Reproduce the passage from the Crook's Corner text below, between "Since 1982, when" and "and honeysuckle sorbet.", inclusive, keeping every word and punctuation mark unchanged.

### Provided text
^^^^^^^^^^^^^^^^

Crook's Corner of Chapel Hill will be honored this May with an America's Classics award from the James Beard Foundation. The award is given to "restaurants with timeless appeal, beloved for quality food that reflects the character of their community," according a press release. They will receive the award at the James Beard gala on May 9 in New York City. Here's what else they had to say about Crook's Corner:
Hubcaps decorate the flanks of the corner building on the fringe of this college town. A pink fiberglass pig stands atop the roof. The dining room does double duty as an art gallery. From the bar, you may order a cracker plate, piled with house-made pimento cheese, and a block of cream cheese smeared with pepper jelly.
Since 1982, when restaurateur Gene Hamer and chef Bill Neal opened the doors, Crook's Corner has carried the torch of regional foodways, employing and inspiring a generation of young culinary talent-- including two James Beard Award-winning chefs.
Bill Neal was one of the first American chefs to explore the cultural import of the regional food he worked to revive. He brought academic rigor and provincial pride to the professional restaurant kitchens of the region.
Since Neal's untimely death in 1991, Gene Hamer has served as the restaurant's steward, while Bill Smith has overseen the kitchen, cooking iconic Crook's dishes like shrimp and grits, hoppin' John, jalapeno hushpuppies, and persimmon pudding. In more recent years, Smith has added his own flourishes, including house-corned ham and honeysuckle sorbet.

^^^^^^^^^^^^^^^^

### Data
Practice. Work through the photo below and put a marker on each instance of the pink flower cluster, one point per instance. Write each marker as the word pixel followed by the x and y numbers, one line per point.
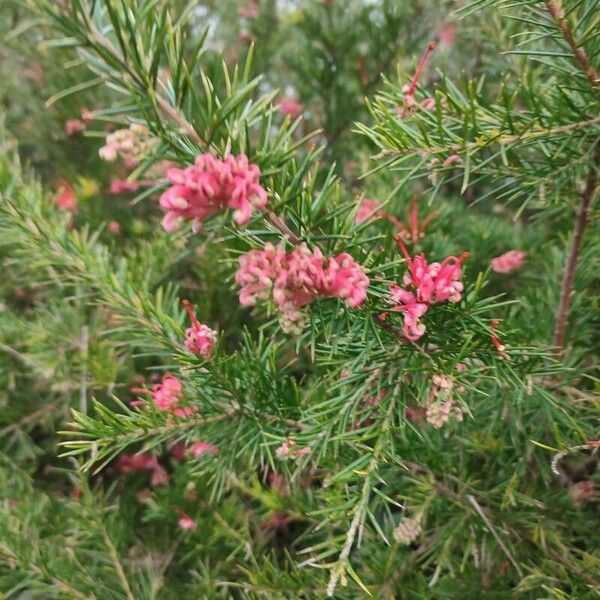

^^^^^^^^^^^^^^^^

### Finished exercise
Since 1982, when restaurateur Gene Hamer and chef Bill Neal opened the doors, Crook's Corner has carried the torch of regional foodways, employing and inspiring a generation of young culinary talent-- including two James Beard Award-winning chefs.
Bill Neal was one of the first American chefs to explore the cultural import of the regional food he worked to revive. He brought academic rigor and provincial pride to the professional restaurant kitchens of the region.
Since Neal's untimely death in 1991, Gene Hamer has served as the restaurant's steward, while Bill Smith has overseen the kitchen, cooking iconic Crook's dishes like shrimp and grits, hoppin' John, jalapeno hushpuppies, and persimmon pudding. In more recent years, Smith has added his own flourishes, including house-corned ham and honeysuckle sorbet.